[Start Data for processing]

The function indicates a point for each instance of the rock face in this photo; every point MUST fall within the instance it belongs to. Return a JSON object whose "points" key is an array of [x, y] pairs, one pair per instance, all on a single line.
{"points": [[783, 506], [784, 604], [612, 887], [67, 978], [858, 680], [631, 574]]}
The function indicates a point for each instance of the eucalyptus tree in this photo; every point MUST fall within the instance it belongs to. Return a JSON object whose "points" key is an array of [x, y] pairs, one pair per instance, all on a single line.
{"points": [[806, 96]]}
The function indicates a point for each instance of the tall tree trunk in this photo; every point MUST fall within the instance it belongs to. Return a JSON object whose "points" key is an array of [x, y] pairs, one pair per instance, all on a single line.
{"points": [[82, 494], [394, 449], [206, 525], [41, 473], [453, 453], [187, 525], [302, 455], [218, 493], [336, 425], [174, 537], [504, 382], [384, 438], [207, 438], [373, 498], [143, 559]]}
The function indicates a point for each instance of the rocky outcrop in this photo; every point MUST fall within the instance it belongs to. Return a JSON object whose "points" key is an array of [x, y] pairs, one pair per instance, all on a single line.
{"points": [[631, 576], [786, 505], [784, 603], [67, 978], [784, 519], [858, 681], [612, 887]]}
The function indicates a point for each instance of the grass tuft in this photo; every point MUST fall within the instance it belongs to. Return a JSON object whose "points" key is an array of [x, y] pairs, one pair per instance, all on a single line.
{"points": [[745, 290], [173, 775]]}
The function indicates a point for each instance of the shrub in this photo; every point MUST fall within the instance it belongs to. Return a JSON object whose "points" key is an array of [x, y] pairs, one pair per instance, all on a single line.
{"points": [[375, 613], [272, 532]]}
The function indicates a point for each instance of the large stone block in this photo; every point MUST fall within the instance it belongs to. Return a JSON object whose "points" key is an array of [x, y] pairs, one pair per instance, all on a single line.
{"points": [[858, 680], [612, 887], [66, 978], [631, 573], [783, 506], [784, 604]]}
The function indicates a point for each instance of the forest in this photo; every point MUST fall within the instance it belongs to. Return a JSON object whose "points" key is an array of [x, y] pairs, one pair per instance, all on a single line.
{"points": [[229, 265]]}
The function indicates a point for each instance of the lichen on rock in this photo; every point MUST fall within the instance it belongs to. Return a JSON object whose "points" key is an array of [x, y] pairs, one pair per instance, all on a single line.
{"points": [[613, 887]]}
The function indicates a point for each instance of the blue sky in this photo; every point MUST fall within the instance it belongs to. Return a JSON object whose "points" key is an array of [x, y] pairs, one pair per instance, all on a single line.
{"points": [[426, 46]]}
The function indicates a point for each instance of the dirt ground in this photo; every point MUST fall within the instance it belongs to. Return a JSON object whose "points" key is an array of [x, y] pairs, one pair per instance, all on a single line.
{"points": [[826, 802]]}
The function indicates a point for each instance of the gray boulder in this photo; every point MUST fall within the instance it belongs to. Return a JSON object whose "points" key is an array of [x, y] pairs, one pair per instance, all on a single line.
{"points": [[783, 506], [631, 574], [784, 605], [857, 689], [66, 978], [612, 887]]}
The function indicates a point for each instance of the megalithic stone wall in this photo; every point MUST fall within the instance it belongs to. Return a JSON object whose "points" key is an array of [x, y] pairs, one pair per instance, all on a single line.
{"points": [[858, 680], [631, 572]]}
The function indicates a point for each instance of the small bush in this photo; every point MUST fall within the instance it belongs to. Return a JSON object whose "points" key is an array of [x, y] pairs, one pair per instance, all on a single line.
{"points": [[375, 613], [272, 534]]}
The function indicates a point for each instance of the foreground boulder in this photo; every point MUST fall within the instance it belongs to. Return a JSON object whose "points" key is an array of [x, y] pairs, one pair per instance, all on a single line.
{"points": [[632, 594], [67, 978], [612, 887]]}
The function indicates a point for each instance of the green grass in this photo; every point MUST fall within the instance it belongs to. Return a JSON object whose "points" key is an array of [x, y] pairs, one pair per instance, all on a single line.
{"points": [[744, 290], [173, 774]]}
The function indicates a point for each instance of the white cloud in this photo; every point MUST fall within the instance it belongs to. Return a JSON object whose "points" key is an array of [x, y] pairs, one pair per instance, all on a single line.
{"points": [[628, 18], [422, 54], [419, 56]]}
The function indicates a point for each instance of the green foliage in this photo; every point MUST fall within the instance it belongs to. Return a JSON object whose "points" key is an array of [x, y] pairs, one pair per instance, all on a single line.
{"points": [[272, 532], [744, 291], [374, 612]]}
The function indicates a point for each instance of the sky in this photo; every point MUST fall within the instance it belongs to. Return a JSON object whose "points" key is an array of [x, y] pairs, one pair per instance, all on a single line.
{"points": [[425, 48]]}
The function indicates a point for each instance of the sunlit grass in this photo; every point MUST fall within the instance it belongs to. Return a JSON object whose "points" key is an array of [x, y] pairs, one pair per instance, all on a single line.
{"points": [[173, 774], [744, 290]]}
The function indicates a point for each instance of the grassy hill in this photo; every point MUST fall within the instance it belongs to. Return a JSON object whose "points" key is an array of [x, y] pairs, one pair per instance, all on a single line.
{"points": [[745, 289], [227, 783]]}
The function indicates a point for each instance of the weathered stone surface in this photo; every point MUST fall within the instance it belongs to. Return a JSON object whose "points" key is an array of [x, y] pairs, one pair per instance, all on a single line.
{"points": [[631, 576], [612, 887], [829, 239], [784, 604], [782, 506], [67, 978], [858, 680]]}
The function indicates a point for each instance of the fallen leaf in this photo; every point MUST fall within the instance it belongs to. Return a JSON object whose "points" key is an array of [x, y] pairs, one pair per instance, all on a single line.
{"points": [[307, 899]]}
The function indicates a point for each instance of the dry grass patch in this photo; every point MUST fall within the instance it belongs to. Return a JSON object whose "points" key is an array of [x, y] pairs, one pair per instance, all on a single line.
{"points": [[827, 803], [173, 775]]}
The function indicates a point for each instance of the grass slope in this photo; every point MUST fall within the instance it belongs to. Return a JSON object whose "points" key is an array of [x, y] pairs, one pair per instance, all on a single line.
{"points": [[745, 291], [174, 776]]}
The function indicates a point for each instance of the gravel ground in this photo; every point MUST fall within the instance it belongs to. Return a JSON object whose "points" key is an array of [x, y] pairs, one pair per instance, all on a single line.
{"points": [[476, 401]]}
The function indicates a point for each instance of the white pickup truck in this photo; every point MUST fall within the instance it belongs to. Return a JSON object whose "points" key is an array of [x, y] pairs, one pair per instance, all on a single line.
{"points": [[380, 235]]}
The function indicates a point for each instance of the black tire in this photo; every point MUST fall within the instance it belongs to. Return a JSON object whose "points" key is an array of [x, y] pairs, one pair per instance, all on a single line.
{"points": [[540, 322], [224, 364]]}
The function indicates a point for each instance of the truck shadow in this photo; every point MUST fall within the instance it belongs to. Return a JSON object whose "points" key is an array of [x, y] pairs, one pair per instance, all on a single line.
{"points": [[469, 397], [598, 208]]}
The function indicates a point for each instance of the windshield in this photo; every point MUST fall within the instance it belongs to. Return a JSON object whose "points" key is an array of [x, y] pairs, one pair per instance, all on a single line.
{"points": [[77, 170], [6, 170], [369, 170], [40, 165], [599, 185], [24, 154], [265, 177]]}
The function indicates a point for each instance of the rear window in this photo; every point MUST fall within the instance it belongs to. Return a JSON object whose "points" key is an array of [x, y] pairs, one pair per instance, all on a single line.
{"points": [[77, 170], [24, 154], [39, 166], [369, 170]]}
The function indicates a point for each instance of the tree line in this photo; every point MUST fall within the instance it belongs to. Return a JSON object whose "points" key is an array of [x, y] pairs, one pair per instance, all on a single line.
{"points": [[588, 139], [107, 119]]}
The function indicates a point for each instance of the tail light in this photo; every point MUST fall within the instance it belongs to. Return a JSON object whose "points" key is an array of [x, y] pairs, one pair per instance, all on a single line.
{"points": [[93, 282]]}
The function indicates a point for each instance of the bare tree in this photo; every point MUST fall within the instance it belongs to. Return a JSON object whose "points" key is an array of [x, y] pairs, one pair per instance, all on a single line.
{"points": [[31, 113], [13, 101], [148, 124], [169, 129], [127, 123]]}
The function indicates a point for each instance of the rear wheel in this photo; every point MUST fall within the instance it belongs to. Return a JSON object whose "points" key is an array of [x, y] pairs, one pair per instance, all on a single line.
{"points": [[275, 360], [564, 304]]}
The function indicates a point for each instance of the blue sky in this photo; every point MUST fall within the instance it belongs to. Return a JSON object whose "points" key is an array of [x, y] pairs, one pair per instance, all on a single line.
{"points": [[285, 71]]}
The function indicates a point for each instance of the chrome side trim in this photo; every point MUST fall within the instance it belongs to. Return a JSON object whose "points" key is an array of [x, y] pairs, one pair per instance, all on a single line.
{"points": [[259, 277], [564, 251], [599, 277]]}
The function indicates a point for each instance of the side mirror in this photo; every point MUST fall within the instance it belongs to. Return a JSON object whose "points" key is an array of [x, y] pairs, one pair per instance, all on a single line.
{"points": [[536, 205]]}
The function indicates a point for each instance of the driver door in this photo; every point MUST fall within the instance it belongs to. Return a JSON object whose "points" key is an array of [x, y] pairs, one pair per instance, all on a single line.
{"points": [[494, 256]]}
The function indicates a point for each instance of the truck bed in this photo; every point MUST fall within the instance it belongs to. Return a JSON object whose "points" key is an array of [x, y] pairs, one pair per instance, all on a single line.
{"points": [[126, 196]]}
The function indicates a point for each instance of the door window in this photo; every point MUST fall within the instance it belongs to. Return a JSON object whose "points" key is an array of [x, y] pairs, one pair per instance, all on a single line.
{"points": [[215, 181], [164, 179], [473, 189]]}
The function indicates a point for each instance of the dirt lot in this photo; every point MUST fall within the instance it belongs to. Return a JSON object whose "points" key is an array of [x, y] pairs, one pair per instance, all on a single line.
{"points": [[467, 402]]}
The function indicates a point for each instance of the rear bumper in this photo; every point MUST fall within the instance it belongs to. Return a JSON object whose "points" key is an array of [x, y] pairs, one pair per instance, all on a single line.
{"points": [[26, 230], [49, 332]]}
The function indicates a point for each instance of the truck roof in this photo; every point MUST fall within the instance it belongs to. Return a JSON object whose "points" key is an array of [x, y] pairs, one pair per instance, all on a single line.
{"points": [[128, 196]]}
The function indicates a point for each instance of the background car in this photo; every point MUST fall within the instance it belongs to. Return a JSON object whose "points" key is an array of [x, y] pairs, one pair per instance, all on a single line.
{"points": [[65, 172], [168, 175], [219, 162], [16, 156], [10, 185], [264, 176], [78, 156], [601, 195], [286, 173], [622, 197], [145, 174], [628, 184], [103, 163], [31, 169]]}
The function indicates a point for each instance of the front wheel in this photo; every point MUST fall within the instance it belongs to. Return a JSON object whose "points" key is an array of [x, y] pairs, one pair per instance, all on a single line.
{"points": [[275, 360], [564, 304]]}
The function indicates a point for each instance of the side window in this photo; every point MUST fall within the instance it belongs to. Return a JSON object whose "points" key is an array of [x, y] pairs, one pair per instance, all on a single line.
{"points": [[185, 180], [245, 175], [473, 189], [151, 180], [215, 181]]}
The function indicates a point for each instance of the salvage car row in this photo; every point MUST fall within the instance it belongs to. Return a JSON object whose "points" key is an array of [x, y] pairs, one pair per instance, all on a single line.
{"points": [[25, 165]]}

[End Data for processing]

Work required: Please extract exactly, and only, the lines from the line containing "of the background" through the last line of the records.

In response:
The function indicates a point for each instance of the background car in this photo; every point MUST fall within the instance it belongs to. Return a JSON object whose "points" key is an array of [x, y] pairs, one pair per instance, all on a single line.
{"points": [[65, 172], [168, 175], [219, 162], [16, 156], [10, 185], [264, 176], [78, 156], [601, 195], [286, 173], [622, 197], [145, 174], [628, 184], [103, 163], [31, 169]]}
The function indicates a point for each instance of the front wheel in this photo; every point MUST fall within the instance it belongs to. Return a JSON object whose "points" key is an array of [x, y] pairs, one pair per instance, all on a single line.
{"points": [[275, 360], [564, 304]]}
The function indicates a point for each instance of the side window in this photo; every point MUST fall within the instance it belongs to. Return a JSON object whose "points" key is an array of [x, y] pairs, one pair per instance, all on a single line.
{"points": [[185, 180], [245, 175], [473, 189], [151, 180], [215, 181]]}
The function indicates a point for each instance of the salvage car row in this photo; every point MUST fall within the instance it belongs to. Return a JSON object whose "points" key is an array of [x, y] pairs, one pair per instance, all on a single line.
{"points": [[25, 165]]}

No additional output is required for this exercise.